▶ TASKS TO CARRY OUT:
[1] Using the forum thread on recovering Wubi files, say whether each statement agrees with it: (a) the first poster relies on Dropbox for mission-critical files; (b) the steps found sda1 but no sdb partitions; (c) the reply advises typing a command in the Ubuntu command-line Terminal from the Ubuntu installation CD. Answer each with yes or no, quoting the deciding words of the thread exactly.
[2] Reproduce the passage of the forum thread that begins at the words "As mentioned in" and stops after "hosts Wubi-installed Ubuntu.".

::: SUPPLIED TEXT :::

So, thanks so much! My stuff is clean and back on my flash drive. It was all expendable stuff (I use Dropbox for mission-critical stuff) but there was just a sheer amount of stuff that I would've preferred not to re-download all over again. If I could even find them! (portable apps, etc.)
 
#6
Glad you found my tutorial useful. :smile:
 
#7
Problem with Dual Boot Ubuntu Wubi

Hello I have a problem which is i installed UBUNTU 12.04 with Wubi, but know It doesn't begin

I get a magenta screen and it stops. I have booted from a USB with Wubi and works fine.

BUT I can't find my old files.

I ve tried your steps but It doesn't find any sda1 only sdb1,sdb2,sdb3.

Could you please help me?

Where are my files?

Also I don't find these files through Windows.
 
#8
Hello I have a problem which is i installed UBUNTU 12.04 with Wubi, but know It doesn't begin

I get a magenta screen and it stops. I have booted from a USB with Wubi and works fine.

BUT I can't find my old files.

I ve tried your steps but It doesn't find any sda1 only sdb1,sdb2,sdb3.

Could you please help me?

Where are my files?

Also I don't find these files through Windows.
Hello Hara...
As mentioned in post #1 in this thread, you need to specify the correct hard drive and partition numbers corresponding to those of your Windows partition which hosts Wubi-installed Ubuntu.
Obviously, in your case, sda1 is not correct.
The easiest way to figure that out is by typing (and pressing Enter after):

Code:
sudo fdisk -l
in your Ubuntu command-line Terminal from your Ubuntu installation CD. This will print a list of the detected hard drives, and the partitions/volumes of each hard drive in your system with the sdxy syntax.

::: DATA :::

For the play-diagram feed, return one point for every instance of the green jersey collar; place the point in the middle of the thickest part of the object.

:::

▶ ANSWER SET:
[1]
(a) Yes: "I use Dropbox for mission-critical stuff"
(b) No: "It doesn't find any sda1 only sdb1,sdb2,sdb3."
(c) Yes: "in your Ubuntu command-line Terminal from your Ubuntu installation CD"

[2]
As mentioned in post #1 in this thread, you need to specify the correct hard drive and partition numbers corresponding to those of your Windows partition which hosts Wubi-installed Ubuntu.